_INSTRUCTION_. Carry on the deed poll of indemnification text below, writing what follows its final sentence.

_TEXT SEGMENT_.
EX-10.117 430 y93391a1exv10w117.htm EX-10.117 exv10w117
Exhibit 10.117
 
Deed Poll of Indemnification
Dated 15 July 2011
Reynolds Group Holdings Limited
for the benefit and in favour of
the Indemnitees defined in this Deed Poll of Indemnification
(Japan)
 

 


 

Contents
         
Clause   Page
1. Definitions
      2
2. Indemnification
      2
3. Limitations on Indemnification
      2
4. Indemnification Procedure
      3
5. Severability
      3
6. Governing law
      4
7. Amendments
      4
8. Continuation of Agreement
      4
 
Schedule
       
 
1. Part A: Japanese Guarantor
      6
2. Part B: List of Indemnitees
      7

 


 

THIS DEED POLL OF INDEMNIFICATION is made on 15 July 2011
BY:
Reynolds Group Holdings Limited, a company registered in New Zealand whose registered office is at c/o Bell Gully (GJM), Level 22, Vero Centre, 48 Shortland Street, Auckland, New Zealand (“RGHL”);
IN FAVOUR AND FOR THE BENEFIT OF:
Each Indemnitee (as defined below).
BACKGROUND
A.   As part of the Reynolds group of companies (the “Reynolds Group”), each Japanese Guarantor (as defined below) is a guarantor and/or a security provider (as relevant) in respect of the Reynolds Group’s existing financing arrangements (the “Existing Financing Arrangements”).
 
B.   It is currently intended that RGHL will indirectly acquire Graham Packaging Company Inc. (“GPC”) through the merger of an indirect wholly owned subsidiary of RGHL with and into GPC, with GPC surviving such merger and becoming an indirect wholly owned subsidiary of RGHL (the “Acquisition”).

_EXTRACTED MATERIAL_.
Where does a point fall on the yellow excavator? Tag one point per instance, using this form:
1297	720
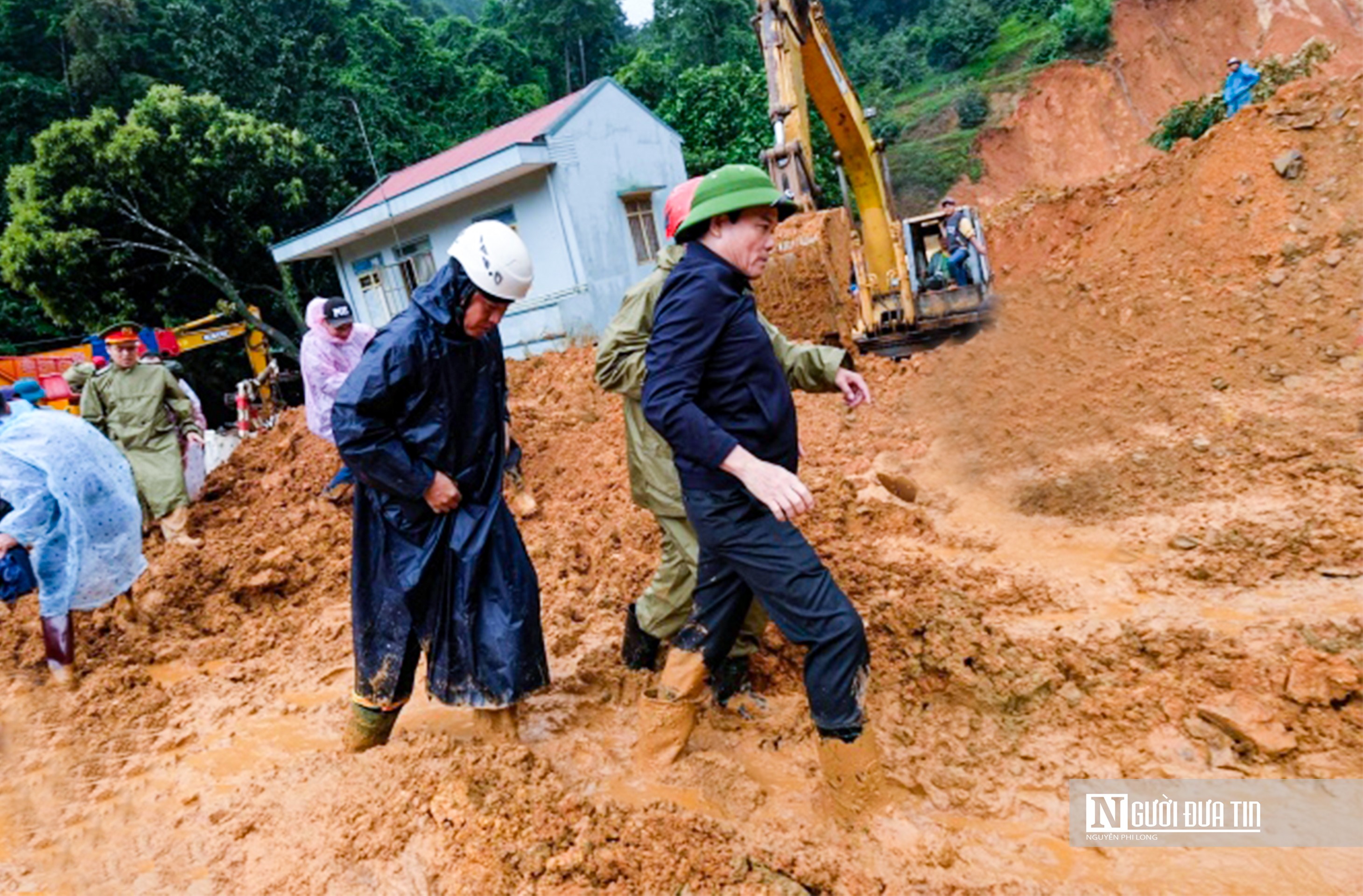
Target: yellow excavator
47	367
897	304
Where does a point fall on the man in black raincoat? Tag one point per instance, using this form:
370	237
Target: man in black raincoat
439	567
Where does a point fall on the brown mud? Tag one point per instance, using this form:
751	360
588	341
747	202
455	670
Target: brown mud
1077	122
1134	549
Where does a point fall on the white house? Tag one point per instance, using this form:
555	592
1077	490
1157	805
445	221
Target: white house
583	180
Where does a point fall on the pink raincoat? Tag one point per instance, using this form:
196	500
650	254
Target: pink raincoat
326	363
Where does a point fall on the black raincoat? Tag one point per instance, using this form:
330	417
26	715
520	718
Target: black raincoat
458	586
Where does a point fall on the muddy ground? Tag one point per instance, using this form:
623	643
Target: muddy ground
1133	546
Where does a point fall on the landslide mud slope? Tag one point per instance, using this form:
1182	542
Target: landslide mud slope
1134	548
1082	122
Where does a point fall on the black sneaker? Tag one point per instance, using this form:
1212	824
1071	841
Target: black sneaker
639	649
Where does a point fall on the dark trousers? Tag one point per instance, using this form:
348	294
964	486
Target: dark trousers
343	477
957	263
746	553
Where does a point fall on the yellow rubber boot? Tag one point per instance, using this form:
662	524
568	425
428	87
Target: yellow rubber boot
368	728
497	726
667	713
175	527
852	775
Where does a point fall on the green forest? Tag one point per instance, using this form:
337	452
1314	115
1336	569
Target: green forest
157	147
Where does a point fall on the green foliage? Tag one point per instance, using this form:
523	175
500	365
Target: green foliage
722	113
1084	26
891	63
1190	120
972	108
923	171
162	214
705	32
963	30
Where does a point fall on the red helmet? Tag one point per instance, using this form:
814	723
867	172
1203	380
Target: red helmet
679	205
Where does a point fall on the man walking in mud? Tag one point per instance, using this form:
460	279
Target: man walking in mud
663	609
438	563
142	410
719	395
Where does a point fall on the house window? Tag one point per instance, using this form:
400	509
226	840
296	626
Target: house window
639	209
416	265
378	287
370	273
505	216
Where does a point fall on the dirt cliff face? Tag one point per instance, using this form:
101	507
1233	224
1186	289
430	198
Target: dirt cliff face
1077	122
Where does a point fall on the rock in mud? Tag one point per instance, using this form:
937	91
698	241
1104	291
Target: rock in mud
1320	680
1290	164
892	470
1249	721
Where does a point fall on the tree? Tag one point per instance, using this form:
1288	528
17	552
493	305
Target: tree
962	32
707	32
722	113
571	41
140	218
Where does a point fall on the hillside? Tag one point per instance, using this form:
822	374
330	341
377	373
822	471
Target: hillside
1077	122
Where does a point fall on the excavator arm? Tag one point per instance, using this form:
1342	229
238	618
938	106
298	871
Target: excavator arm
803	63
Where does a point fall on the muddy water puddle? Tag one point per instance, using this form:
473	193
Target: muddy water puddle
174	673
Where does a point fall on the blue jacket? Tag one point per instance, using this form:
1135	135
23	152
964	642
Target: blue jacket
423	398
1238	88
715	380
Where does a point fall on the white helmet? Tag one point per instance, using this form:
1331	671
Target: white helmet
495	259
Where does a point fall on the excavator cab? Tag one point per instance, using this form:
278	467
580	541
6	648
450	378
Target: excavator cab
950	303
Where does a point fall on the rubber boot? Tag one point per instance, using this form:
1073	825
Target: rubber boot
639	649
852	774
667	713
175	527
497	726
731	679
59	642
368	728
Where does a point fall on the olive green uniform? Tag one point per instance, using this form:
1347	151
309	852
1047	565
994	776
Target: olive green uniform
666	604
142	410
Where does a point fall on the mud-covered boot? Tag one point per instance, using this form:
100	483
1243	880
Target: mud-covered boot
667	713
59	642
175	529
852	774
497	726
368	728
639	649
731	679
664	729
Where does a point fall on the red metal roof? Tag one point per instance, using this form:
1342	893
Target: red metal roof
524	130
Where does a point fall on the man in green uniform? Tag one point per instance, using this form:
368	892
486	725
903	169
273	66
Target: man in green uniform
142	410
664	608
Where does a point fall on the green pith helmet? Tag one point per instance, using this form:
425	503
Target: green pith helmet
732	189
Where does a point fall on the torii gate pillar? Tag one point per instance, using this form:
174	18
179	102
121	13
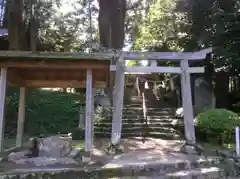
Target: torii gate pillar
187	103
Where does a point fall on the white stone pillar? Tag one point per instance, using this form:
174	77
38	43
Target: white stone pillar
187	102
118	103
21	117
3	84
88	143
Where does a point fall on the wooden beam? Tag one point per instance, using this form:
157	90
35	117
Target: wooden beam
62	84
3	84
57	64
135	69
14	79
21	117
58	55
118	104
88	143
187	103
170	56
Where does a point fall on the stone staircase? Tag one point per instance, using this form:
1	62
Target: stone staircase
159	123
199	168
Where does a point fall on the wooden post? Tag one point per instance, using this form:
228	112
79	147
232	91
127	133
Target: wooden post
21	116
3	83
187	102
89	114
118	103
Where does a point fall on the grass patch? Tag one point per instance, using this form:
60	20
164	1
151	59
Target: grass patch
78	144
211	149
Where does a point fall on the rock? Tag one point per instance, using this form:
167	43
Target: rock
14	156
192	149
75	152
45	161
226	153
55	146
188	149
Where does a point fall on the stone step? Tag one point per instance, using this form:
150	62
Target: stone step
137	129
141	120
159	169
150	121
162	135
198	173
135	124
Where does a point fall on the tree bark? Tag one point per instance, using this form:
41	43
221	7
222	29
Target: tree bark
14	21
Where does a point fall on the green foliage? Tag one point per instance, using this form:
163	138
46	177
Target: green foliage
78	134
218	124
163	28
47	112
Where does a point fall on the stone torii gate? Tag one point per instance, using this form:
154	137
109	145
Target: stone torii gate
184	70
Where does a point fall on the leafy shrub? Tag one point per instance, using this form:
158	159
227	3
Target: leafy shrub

_EXERCISE OUTPUT_.
C.   In order to fund the Acquisition and the associated costs and transactions required to effect the Acquisition, certain members of the Reynolds Group intend to incur additional indebtedness; in connection with this additional indebtedness, the Existing Financing Arrangements may be supplemented and/or amended (collectively, the “Financing Transactions”).
    In addition, certain of the Japanese Guarantors may be required to take certain steps as may be necessary or desirable to effect corporate restructuring(s) and other steps necessary or desirable to implement the Acquisition and may also participate in and take steps in connection with the acquisition of certain of the GPC entities, and associated steps to fund such acquisitions, by members of the Reynolds Group upon or following closing of the Acquisition, including, without limitation, by way of entry into any acquisition agreement(s), loan agreements, capital increases and/or any other related and necessary documents (the “Acquisition and Structuring Transactions”).
 
    Furthermore, certain of the Japanese Guarantors may be required to take certain steps as may be necessary or desirable to effect other acquisitions, dispositions, financings, refinancings or corporate restructurings in connection with any future acquisition, disposition, financing, corporate restructuring or any other transaction entered into by members of the Reynolds Group, including, without limitation, by way of entry into any acquisition agreement, indenture, credit or other financing agreement, intercreditor agreement,

 


 

    guarantee, security document, purchase agreement, registration rights agreement or any other document, or any joinder to, or amendment or affirmation of, such document (each such transaction, a “Prospective Transaction”, and collectively, the “Prospective Transactions”).
 
    (The Financing Transactions together with the Acquisition and Structuring Transactions and the Prospective Transactions are, collectively, the “Transactions”, and the documents relating to the Transactions, are collectively, the “Transaction Documents”.)
 
D.   RGHL has agreed to provide an indemnity to the Indemnitees (as defined below) in respect of the Transactions, as further described below.
It is the intention of RGHL that this document be executed as a deed poll (this “Deed Poll”) in favour and for the benefit of each Indemnitee.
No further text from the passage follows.